The tasks:
• 1. Answer the following questions using the passage on data science skills:
(a) To what does the passage say the data scientist's role can be reduced?
(b) Which two professions are contrasted with an engineer?
(c) Which place does the passage name for learning pure areas of knowledge?
• 2. Write the next few paragraphs of the passage on data science skills, picking up after its final sentence.

Provided passage:
First and foremost: what does a data scientist do? The 1 million question. For some companies, this person is busy with business issues and building dashboards. Sometimes you will find it in product teams working on applications with computer vision.
In other data science teams, this guy/girl works out algorithms to predict consumer behavior, and elsewhere he should really know lookups in Excel. The role and function have become so general that you can actually reduce it to a data scientist who creates (business) value from data.
A misconception is that data scientists make theoretical inventions: how they can develop faster and better algorithms. Actually, that is not correct. Think of it as a physicist or chemist versus an engineer.
The latter used the insights of the former to meet a particular need or solve a problem. A data scientist works with insights from computer science, statistics, and possibly from the field in which she/he works: retail, biophysics, mobility, etc.
I have split a data scientist’s skill set into three broad categories, a generally accepted division. Below that, I have put in some specific skills, and I will talk about specific tools.
In terms of math & statistics, I was an absolute late bloomer myself. In high school, I threw my hat at it, and at university, I did my very best to avoid it all. But once I had a goal, I threw myself entirely into it.
How to learn?
When it comes to these pure areas of knowledge, there is only one place: Khan Academy. Better yet, it’s free! You will find everything about differentials & integrals and linear algebra. As a reference work, I think this book is really excellent. Everything is explained as briefly as possible, all calculation rules are listed and contain hundreds of examples.
I regularly come back to it when I do not immediately understand specific calculations performed by a computer. It’s dirt cheap too.

Image point annotation entries:
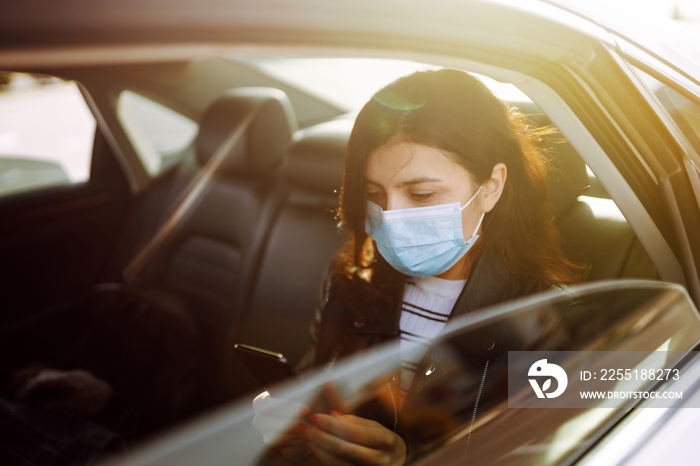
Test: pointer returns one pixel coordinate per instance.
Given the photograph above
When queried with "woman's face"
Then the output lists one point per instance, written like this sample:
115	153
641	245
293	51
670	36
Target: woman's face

Answers below:
• 1.
(a) A data scientist who creates (business) value from data.
(b) A physicist or chemist.
(c) Khan Academy.

• 2.
Descriptive statistics are usually the first two chapters of a statistics book. If you studied at the University of Ghent, the chances are that this book is gathering dust somewhere. You will also find all current statistical tests and learn enough to reason in an uncertain world (e.g., inferential statistics). Typically, any introductory statistics book should be enough to get started.
Nevertheless, I recommend following a MOOC that deals with this within the context of data science. The Data Science Specialization via Coursera (see below) gives some lessons to this. It shows you, for example, how to grab samples in R, generate distributions and how to perform statistical tests.
You can program in hundreds of languages, each with its advantages and disadvantages and with a specific focus. In the data economy, you will encounter different programming languages. The two most popular are, without a doubt, R and Python.
The latter is gaining market share strongly: Python is truly becoming a universal programming language that is being embraced within various ecosystems. Nevertheless, R is more stable, more robust, and really made for data analysis and a lot slower than Python. With many detours, you will be able to achieve about the same with both languages.
Personally, R is my favorite programming language. Because you really feel that it has been developed for research data. You also don’t have to mess around with virtual environments, and you don’t have to work in the terminal to update packages and have much fewer compatibility problems.
In comparison, there are many ways to manage your Python libraries alone (like Anaconda), making it difficult for the novice data scientist to see the forest for the trees. However, when asked to develop a web service or write an application, Python is definitely the first choice. Finally, for unstructured data, you are also better off (for speed alone) with Python.
How to learn?
Simple: you do programming. You don’t read books for that.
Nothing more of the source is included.